### Activity
Give back every line of the data, word for word.

### Information
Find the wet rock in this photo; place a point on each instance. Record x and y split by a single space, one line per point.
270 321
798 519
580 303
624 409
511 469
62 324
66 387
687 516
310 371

### Final answer
Find the wet rock in this photo; place a point on each instance. Record x and y split by a single space, one line per point.
270 321
798 519
580 303
624 409
511 469
62 324
66 387
687 516
310 371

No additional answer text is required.